*Source passage*:
AI tool could predict how drugs will react in the body

"The safety of a drug does not depend only on the drug itself but also on the metabolites that can be formed when the drug is processed in the body," says Eleni Litsa. (Credit: Getty Images)

A new deep learning-based tool called Metabolic Translator may soon give researchers a better handle on how drugs in development will perform in the human body.

When you take a medication, you want to know precisely what it does. Pharmaceutical companies go through extensive testing to ensure that you do.

Metabolic Translator, a computational tool that predicts metabolites, the products of interactions between small molecules like drugs and enzymes could help improve the process.

The new tool takes advantage of deep-learning methods and the availability of massive reaction datasets to give developers a broad picture of what a drug will do. The method is unconstrained by rules that companies use to determine metabolic reactions, opening a path to new discoveries.

“When you’re trying to determine if a compound is a potential drug, you have to check for toxicity,” says Lydia Kavraki, a professor of computer science, a professor of bioengineering, mechanical engineering, and electrical and computer engineering, and director of Rice’s Ken Kennedy Institute, as well as coauthor of the new paper in Chemical Science.

“You want to confirm that it does what it should, but you also want to know what else might happen,” she says.

*Information*:

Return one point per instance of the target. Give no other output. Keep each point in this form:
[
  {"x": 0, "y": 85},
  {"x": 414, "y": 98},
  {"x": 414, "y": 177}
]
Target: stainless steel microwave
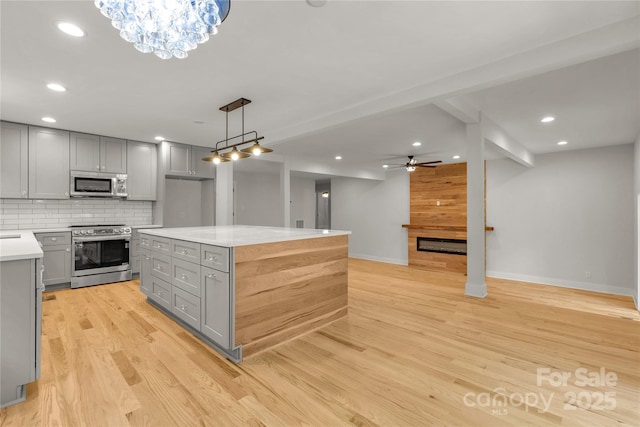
[{"x": 98, "y": 184}]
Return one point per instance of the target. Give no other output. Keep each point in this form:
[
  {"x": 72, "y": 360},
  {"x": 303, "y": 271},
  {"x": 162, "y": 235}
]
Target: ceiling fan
[{"x": 412, "y": 164}]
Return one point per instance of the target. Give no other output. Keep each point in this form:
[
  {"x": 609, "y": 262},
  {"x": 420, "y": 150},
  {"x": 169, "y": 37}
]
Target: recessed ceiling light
[
  {"x": 70, "y": 29},
  {"x": 57, "y": 87}
]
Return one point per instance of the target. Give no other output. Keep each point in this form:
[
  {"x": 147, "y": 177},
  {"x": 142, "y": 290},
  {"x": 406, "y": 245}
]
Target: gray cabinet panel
[
  {"x": 145, "y": 272},
  {"x": 20, "y": 319},
  {"x": 178, "y": 159},
  {"x": 215, "y": 257},
  {"x": 48, "y": 163},
  {"x": 185, "y": 307},
  {"x": 214, "y": 299},
  {"x": 186, "y": 275},
  {"x": 113, "y": 155},
  {"x": 56, "y": 248},
  {"x": 84, "y": 152},
  {"x": 14, "y": 161},
  {"x": 142, "y": 170},
  {"x": 160, "y": 292}
]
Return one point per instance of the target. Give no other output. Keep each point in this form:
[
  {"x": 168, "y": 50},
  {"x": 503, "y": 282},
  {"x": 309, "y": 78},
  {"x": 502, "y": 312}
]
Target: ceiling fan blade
[{"x": 429, "y": 163}]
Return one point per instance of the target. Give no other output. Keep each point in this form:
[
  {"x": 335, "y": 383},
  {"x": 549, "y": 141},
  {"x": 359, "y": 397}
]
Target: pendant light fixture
[{"x": 221, "y": 155}]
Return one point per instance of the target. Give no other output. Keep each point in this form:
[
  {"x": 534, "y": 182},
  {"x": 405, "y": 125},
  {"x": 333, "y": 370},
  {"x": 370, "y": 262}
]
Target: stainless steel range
[{"x": 100, "y": 254}]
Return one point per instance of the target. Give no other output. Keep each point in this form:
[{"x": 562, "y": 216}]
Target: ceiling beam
[{"x": 608, "y": 40}]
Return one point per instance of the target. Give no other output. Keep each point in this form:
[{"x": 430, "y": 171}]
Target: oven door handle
[{"x": 100, "y": 238}]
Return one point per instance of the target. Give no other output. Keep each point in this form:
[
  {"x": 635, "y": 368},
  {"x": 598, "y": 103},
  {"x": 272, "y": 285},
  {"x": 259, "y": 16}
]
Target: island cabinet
[{"x": 245, "y": 289}]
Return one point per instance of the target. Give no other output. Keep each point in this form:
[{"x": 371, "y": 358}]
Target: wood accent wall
[
  {"x": 438, "y": 198},
  {"x": 285, "y": 289}
]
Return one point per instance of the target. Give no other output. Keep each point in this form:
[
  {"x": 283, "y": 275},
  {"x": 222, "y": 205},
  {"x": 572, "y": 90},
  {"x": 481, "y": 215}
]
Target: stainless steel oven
[{"x": 100, "y": 255}]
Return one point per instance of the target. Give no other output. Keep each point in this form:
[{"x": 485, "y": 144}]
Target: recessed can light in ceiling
[
  {"x": 56, "y": 87},
  {"x": 70, "y": 29}
]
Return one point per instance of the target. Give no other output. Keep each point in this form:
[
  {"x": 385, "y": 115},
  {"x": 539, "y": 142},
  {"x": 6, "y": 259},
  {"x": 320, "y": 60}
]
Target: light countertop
[
  {"x": 241, "y": 235},
  {"x": 17, "y": 245}
]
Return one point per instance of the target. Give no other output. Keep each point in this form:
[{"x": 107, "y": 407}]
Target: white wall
[
  {"x": 636, "y": 170},
  {"x": 303, "y": 201},
  {"x": 257, "y": 199},
  {"x": 374, "y": 212},
  {"x": 571, "y": 214}
]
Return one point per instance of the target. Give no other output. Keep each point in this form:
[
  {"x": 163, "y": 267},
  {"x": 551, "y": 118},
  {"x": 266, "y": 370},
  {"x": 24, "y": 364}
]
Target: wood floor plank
[{"x": 412, "y": 348}]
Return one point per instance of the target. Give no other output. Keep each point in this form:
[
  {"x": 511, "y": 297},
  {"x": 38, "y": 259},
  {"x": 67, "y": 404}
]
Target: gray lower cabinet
[
  {"x": 14, "y": 161},
  {"x": 145, "y": 271},
  {"x": 48, "y": 163},
  {"x": 20, "y": 328},
  {"x": 142, "y": 170},
  {"x": 196, "y": 277},
  {"x": 57, "y": 257},
  {"x": 215, "y": 299}
]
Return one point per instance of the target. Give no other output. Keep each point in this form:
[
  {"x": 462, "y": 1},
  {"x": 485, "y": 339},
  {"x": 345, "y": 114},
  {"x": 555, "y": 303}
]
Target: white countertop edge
[
  {"x": 24, "y": 247},
  {"x": 299, "y": 234}
]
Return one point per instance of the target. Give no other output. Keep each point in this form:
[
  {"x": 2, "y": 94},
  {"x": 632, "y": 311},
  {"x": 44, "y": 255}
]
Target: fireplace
[{"x": 443, "y": 246}]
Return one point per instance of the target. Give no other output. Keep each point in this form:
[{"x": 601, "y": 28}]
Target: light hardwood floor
[{"x": 411, "y": 352}]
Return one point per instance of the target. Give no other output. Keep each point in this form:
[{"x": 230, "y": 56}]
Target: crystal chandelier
[{"x": 165, "y": 27}]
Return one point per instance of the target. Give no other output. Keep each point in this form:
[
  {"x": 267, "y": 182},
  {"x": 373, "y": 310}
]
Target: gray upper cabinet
[
  {"x": 84, "y": 152},
  {"x": 98, "y": 153},
  {"x": 14, "y": 161},
  {"x": 48, "y": 163},
  {"x": 142, "y": 169},
  {"x": 186, "y": 160},
  {"x": 113, "y": 155}
]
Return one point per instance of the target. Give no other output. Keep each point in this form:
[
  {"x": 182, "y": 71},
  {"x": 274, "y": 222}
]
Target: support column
[
  {"x": 285, "y": 191},
  {"x": 224, "y": 194},
  {"x": 476, "y": 262}
]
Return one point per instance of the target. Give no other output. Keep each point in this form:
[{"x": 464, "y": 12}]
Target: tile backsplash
[{"x": 36, "y": 214}]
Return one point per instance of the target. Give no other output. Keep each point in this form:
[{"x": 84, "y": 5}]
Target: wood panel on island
[
  {"x": 245, "y": 289},
  {"x": 437, "y": 232}
]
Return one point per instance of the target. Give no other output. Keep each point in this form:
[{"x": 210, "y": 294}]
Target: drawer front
[
  {"x": 161, "y": 244},
  {"x": 53, "y": 239},
  {"x": 161, "y": 266},
  {"x": 186, "y": 275},
  {"x": 186, "y": 307},
  {"x": 187, "y": 251},
  {"x": 216, "y": 257},
  {"x": 161, "y": 292}
]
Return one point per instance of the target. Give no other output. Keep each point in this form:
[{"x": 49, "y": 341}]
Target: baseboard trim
[
  {"x": 380, "y": 259},
  {"x": 594, "y": 287}
]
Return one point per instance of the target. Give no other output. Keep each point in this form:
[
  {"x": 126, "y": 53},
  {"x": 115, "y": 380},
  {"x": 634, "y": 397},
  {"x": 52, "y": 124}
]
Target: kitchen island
[{"x": 243, "y": 289}]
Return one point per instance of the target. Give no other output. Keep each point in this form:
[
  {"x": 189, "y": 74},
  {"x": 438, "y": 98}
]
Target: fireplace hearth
[{"x": 442, "y": 246}]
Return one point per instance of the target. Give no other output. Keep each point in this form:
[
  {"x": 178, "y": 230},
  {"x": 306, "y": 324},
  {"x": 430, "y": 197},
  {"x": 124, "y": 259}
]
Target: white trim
[
  {"x": 595, "y": 287},
  {"x": 379, "y": 259}
]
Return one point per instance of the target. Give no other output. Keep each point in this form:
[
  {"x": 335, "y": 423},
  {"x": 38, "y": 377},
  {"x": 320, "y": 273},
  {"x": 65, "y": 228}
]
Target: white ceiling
[{"x": 355, "y": 78}]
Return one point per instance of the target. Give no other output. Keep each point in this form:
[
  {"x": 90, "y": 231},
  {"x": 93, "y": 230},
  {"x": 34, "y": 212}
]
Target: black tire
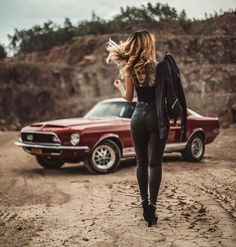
[
  {"x": 103, "y": 163},
  {"x": 49, "y": 162},
  {"x": 195, "y": 148}
]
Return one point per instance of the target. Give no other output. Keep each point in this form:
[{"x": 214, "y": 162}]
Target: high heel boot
[
  {"x": 145, "y": 210},
  {"x": 152, "y": 219}
]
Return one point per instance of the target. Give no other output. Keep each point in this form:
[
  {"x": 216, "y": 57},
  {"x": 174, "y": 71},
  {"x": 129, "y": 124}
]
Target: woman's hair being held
[{"x": 133, "y": 54}]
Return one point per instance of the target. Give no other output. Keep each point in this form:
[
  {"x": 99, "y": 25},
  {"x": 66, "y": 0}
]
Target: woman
[{"x": 136, "y": 58}]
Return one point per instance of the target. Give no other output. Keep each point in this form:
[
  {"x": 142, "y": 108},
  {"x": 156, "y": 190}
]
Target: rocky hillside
[{"x": 67, "y": 80}]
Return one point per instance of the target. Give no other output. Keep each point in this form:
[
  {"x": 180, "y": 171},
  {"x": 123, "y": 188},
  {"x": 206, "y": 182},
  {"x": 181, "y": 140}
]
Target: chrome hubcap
[
  {"x": 197, "y": 147},
  {"x": 103, "y": 157}
]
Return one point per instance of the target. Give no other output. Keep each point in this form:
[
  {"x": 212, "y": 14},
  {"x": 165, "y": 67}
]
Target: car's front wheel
[
  {"x": 195, "y": 148},
  {"x": 49, "y": 162},
  {"x": 104, "y": 158}
]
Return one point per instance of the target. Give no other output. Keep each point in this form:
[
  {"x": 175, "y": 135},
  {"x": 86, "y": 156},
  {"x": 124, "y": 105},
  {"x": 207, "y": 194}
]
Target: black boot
[
  {"x": 152, "y": 219},
  {"x": 145, "y": 210}
]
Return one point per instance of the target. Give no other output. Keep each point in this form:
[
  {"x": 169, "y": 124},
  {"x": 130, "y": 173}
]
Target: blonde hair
[{"x": 133, "y": 54}]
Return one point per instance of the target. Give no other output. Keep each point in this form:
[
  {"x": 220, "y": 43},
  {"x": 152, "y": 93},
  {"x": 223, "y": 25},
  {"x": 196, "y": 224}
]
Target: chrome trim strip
[
  {"x": 41, "y": 132},
  {"x": 21, "y": 144},
  {"x": 175, "y": 147},
  {"x": 170, "y": 147}
]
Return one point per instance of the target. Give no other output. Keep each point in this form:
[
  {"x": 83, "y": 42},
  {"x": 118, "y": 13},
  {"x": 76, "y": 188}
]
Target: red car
[{"x": 101, "y": 138}]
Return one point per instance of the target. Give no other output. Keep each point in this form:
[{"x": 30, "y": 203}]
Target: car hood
[{"x": 70, "y": 122}]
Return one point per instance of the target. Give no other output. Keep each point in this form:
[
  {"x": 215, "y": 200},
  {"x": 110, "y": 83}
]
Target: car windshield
[{"x": 111, "y": 109}]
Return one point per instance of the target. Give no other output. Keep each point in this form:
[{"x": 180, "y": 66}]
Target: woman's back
[{"x": 145, "y": 81}]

*Parts of the exercise*:
**A)** According to the article on the drug-prediction tool, which journal published the new paper that Lydia Kavraki coauthored?
**B)** Repeat everything in the article on the drug-prediction tool from "AI tool could" down to "improve the process.".

*Answer section*:
**A)** Chemical Science

**B)**
AI tool could predict how drugs will react in the body

"The safety of a drug does not depend only on the drug itself but also on the metabolites that can be formed when the drug is processed in the body," says Eleni Litsa. (Credit: Getty Images)

A new deep learning-based tool called Metabolic Translator may soon give researchers a better handle on how drugs in development will perform in the human body.

When you take a medication, you want to know precisely what it does. Pharmaceutical companies go through extensive testing to ensure that you do.

Metabolic Translator, a computational tool that predicts metabolites, the products of interactions between small molecules like drugs and enzymes could help improve the process.